◆ Exercise input:
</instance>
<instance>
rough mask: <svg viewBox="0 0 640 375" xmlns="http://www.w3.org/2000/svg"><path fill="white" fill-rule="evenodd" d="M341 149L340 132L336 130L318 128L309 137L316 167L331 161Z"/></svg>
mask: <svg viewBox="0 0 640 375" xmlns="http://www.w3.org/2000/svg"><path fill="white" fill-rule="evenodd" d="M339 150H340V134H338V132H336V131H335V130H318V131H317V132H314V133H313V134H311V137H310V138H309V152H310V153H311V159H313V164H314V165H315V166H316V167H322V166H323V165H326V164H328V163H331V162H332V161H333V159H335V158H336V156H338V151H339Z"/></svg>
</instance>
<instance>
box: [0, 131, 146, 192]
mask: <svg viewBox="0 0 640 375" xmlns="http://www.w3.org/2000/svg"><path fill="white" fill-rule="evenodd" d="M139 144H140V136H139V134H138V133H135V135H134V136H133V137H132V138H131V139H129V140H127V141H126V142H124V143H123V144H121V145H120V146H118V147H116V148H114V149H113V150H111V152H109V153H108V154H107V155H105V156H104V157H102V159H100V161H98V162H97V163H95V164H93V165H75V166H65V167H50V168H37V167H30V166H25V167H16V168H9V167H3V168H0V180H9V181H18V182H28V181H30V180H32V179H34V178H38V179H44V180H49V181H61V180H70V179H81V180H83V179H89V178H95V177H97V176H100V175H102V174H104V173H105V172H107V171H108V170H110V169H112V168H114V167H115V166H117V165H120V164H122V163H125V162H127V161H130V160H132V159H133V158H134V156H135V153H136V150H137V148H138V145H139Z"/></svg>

◆ Aim of the exercise: Repeat the whole listing, keeping every word exact.

◆ Exercise result:
</instance>
<instance>
rough mask: <svg viewBox="0 0 640 375" xmlns="http://www.w3.org/2000/svg"><path fill="white" fill-rule="evenodd" d="M341 149L340 132L336 130L318 128L309 137L316 167L331 161Z"/></svg>
mask: <svg viewBox="0 0 640 375" xmlns="http://www.w3.org/2000/svg"><path fill="white" fill-rule="evenodd" d="M339 150H340V134H338V132H336V131H335V130H318V131H317V132H314V133H313V134H311V137H310V138H309V152H310V153H311V159H313V164H314V165H315V166H316V167H322V166H323V165H326V164H328V163H331V162H332V161H333V159H335V158H336V156H338V151H339Z"/></svg>
</instance>
<instance>
box: [0, 131, 146, 192]
mask: <svg viewBox="0 0 640 375" xmlns="http://www.w3.org/2000/svg"><path fill="white" fill-rule="evenodd" d="M139 144H140V136H139V134H138V133H135V135H134V136H133V137H132V138H131V139H129V140H127V141H126V142H124V143H123V144H121V145H120V146H118V147H116V148H114V149H113V150H111V152H109V153H108V154H107V155H105V156H104V157H102V159H100V161H98V162H97V163H95V164H93V165H75V166H65V167H50V168H37V167H30V166H25V167H16V168H9V167H3V168H0V180H9V181H18V182H28V181H30V180H32V179H34V178H38V179H44V180H49V181H61V180H70V179H81V180H83V179H89V178H95V177H97V176H100V175H102V174H104V173H105V172H107V171H108V170H110V169H112V168H114V167H115V166H117V165H120V164H122V163H125V162H127V161H130V160H132V159H133V158H134V156H135V153H136V150H137V148H138V145H139Z"/></svg>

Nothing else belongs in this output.